*** Opening of Working data ***
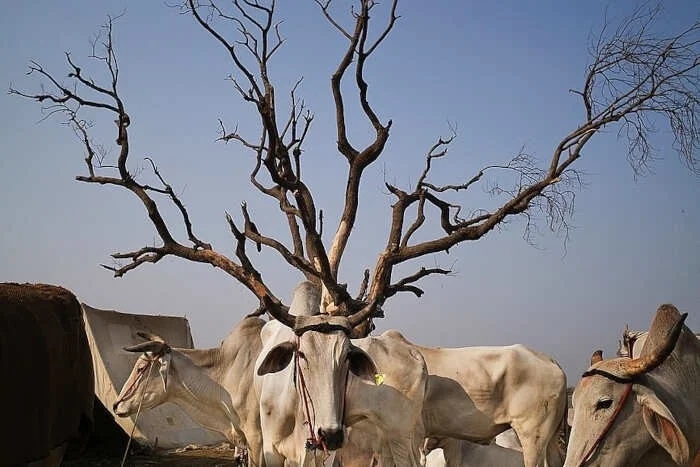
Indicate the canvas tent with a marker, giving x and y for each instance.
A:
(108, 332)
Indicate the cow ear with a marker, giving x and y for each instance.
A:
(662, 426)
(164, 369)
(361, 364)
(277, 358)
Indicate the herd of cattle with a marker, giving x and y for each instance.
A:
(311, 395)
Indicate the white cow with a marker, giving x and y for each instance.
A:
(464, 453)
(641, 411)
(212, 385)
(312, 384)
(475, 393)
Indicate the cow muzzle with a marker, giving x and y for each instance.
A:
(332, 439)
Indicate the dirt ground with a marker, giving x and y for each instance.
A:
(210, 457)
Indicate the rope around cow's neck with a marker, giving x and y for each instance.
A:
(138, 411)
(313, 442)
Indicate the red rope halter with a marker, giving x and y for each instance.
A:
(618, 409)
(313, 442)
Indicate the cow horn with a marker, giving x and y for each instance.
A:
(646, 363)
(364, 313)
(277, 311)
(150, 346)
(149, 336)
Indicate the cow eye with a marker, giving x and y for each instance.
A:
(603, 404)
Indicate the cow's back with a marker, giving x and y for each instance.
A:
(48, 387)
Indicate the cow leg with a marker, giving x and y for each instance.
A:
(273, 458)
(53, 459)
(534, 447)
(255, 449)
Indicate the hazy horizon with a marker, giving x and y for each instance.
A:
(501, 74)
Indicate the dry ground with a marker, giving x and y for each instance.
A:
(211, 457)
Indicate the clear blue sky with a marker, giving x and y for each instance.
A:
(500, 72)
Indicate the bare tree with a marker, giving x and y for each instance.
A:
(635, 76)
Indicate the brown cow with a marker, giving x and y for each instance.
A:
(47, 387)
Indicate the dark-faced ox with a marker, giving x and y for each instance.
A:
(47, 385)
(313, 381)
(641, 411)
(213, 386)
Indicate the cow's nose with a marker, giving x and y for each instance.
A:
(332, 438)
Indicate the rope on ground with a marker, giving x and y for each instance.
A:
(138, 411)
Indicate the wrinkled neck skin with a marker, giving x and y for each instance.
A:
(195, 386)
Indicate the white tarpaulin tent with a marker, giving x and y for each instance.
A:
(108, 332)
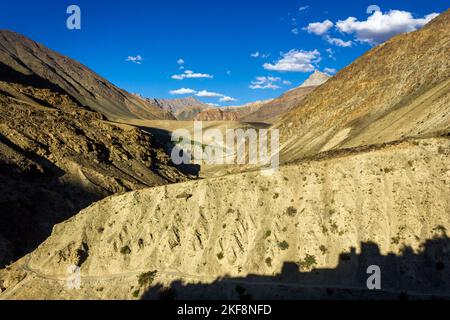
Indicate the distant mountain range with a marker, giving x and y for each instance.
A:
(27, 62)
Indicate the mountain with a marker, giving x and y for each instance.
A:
*** Close of Working data ***
*** Opening of Working data ***
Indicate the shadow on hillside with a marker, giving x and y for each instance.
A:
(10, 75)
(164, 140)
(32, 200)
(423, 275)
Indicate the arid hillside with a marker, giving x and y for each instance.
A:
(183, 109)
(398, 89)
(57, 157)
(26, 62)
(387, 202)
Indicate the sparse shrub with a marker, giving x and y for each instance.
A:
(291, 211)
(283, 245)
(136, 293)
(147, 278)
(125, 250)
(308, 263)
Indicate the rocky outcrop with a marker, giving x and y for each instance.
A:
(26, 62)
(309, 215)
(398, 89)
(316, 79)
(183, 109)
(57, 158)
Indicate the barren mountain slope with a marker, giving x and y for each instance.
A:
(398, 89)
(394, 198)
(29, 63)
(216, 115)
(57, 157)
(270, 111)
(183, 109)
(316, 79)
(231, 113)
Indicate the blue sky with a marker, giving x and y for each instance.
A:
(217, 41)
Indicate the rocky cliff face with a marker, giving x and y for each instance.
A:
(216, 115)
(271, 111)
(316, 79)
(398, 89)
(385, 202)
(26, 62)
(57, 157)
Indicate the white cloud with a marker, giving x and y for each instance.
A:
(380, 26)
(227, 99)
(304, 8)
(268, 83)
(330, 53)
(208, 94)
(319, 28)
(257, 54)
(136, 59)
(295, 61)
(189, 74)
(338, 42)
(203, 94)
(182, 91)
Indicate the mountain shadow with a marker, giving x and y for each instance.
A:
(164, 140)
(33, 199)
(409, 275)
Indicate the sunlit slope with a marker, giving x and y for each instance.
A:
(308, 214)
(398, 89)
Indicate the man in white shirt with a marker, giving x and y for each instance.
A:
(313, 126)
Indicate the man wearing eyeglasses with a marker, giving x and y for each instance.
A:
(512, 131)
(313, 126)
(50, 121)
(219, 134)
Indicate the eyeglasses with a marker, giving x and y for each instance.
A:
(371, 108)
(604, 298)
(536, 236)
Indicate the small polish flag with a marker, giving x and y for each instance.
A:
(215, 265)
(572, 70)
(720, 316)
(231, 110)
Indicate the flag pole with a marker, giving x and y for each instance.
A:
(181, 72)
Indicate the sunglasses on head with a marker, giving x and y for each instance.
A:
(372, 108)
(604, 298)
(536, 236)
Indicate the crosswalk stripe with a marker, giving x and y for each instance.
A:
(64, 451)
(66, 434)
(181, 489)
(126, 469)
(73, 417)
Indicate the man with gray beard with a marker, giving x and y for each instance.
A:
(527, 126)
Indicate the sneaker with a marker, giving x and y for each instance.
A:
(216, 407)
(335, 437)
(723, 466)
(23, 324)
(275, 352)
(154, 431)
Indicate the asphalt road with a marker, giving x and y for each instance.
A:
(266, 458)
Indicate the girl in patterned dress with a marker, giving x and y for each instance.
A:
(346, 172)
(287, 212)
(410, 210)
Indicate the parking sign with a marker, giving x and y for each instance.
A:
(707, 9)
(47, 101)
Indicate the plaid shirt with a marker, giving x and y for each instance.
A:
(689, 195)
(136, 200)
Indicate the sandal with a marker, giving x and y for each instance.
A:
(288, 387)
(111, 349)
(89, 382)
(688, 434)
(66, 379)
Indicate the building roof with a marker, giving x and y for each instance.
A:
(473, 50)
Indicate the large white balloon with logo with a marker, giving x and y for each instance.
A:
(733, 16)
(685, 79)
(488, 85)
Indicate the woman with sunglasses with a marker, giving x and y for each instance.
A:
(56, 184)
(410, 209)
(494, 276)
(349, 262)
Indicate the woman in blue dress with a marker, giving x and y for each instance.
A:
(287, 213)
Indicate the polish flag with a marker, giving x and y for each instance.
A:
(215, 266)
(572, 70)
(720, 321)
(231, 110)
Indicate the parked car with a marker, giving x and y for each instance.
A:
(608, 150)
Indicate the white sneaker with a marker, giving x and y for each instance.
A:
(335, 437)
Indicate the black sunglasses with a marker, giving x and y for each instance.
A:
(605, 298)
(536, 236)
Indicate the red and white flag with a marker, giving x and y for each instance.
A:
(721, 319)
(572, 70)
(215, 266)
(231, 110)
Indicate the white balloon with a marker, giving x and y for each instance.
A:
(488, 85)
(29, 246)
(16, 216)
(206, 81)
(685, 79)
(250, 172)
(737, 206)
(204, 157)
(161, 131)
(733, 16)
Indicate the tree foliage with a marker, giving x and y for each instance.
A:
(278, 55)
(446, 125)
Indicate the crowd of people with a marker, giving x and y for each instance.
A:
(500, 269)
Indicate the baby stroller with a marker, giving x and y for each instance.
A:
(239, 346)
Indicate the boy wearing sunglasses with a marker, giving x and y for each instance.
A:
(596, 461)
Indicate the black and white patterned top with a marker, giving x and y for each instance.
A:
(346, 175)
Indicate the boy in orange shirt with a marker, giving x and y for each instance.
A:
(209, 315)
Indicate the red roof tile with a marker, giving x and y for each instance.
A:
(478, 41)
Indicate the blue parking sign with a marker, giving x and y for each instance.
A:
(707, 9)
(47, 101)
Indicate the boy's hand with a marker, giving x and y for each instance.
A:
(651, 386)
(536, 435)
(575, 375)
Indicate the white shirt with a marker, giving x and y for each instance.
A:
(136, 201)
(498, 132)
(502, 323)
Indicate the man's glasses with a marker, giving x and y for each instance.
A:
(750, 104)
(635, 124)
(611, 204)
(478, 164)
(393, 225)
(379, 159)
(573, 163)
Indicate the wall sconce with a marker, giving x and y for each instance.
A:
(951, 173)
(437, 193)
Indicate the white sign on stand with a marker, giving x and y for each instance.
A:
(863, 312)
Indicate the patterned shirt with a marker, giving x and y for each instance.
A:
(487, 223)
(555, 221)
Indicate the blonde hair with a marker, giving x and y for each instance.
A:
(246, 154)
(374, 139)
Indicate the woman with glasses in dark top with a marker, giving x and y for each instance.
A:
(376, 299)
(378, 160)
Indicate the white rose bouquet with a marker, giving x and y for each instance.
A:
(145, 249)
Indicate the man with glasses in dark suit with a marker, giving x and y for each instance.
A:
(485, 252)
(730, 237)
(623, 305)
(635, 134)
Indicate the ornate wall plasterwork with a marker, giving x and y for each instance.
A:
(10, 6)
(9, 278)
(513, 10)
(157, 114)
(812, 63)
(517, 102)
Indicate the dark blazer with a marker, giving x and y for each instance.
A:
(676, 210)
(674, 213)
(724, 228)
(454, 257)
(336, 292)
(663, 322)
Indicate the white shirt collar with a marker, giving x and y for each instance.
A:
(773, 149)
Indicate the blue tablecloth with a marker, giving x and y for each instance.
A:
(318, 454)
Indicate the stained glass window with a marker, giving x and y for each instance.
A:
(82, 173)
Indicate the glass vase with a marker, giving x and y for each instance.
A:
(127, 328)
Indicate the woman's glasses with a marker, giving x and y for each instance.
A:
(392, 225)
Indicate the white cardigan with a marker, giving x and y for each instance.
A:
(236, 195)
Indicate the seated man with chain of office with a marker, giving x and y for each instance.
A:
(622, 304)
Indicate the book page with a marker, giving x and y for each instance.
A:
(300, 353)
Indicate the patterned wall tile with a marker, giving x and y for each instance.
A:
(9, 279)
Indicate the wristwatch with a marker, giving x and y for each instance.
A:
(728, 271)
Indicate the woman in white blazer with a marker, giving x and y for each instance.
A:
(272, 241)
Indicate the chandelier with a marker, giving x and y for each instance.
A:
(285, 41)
*** Close of Working data ***
*** Opening of Working data ***
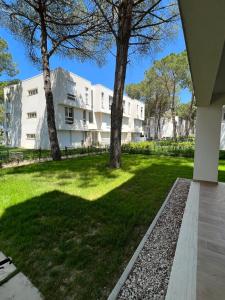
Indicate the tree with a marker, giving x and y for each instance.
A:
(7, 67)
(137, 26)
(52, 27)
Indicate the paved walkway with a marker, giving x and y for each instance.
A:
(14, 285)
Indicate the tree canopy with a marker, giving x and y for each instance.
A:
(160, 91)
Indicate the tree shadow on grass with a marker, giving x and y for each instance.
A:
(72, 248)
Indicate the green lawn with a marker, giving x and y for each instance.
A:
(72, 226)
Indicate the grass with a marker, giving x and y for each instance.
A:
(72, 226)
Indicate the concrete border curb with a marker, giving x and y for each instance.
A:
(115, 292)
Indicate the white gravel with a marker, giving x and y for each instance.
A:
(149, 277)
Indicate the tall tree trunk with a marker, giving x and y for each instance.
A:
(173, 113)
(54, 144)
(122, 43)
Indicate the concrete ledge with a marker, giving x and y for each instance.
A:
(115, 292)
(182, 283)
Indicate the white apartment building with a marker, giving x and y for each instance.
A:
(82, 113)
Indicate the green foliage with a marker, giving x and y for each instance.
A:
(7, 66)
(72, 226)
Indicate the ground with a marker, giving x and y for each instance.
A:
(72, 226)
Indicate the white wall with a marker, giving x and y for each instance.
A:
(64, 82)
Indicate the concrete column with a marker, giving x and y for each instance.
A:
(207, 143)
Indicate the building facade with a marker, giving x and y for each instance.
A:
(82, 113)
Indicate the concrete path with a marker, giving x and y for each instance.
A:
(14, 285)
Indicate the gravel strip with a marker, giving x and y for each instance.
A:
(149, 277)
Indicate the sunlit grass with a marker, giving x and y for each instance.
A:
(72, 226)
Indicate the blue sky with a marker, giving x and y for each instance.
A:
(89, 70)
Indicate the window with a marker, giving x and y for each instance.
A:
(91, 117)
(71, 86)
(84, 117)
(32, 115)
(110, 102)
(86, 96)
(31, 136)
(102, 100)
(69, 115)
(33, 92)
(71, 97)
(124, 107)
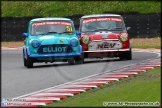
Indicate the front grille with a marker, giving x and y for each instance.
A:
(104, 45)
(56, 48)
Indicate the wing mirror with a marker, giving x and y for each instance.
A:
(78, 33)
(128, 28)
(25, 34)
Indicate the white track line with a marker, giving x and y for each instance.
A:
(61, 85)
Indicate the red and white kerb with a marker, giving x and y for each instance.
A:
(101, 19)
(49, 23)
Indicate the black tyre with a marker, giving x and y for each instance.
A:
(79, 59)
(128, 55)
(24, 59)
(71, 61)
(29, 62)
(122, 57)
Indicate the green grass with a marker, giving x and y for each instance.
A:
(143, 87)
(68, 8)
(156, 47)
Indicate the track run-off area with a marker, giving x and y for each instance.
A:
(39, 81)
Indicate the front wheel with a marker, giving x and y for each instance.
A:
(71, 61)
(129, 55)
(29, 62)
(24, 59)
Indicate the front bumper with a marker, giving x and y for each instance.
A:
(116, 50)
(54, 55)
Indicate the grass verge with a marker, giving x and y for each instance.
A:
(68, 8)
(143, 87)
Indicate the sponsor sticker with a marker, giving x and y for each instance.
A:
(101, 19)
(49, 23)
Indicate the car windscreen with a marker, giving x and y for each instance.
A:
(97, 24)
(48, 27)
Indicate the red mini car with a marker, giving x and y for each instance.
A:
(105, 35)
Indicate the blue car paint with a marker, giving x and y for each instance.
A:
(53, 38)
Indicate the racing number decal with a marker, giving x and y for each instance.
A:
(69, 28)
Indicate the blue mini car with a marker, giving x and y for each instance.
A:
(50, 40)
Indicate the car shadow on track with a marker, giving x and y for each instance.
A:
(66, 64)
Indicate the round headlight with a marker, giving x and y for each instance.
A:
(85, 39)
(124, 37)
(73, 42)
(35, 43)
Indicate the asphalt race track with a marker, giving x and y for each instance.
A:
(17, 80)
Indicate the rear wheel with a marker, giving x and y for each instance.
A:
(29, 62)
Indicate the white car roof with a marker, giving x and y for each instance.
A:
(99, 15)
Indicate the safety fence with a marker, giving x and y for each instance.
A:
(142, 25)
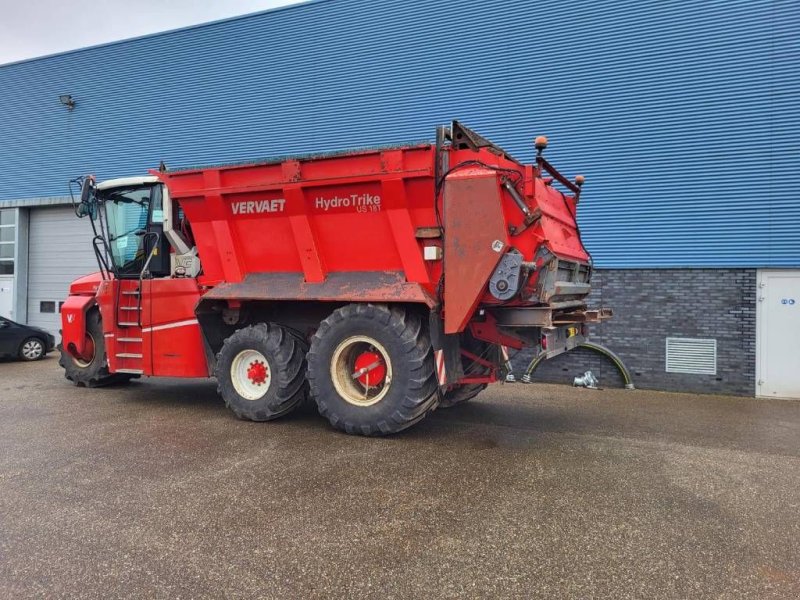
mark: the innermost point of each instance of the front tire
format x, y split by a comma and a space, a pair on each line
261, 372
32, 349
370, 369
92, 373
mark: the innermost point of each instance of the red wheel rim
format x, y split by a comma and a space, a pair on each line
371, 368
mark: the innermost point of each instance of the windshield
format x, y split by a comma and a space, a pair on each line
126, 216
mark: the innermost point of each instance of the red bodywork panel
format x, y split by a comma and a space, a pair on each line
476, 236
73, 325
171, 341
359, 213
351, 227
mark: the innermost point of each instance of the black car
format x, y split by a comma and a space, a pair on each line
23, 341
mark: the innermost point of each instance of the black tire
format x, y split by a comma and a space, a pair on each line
*** Close of Working data ***
What the exercise asks —
Search the data for the string "tent". List each line that has it.

Reply —
Indicate the canvas tent with a marker, giving x and y for each instance.
Indicate the white tarpaulin tent with a marker, giving x and y for each instance.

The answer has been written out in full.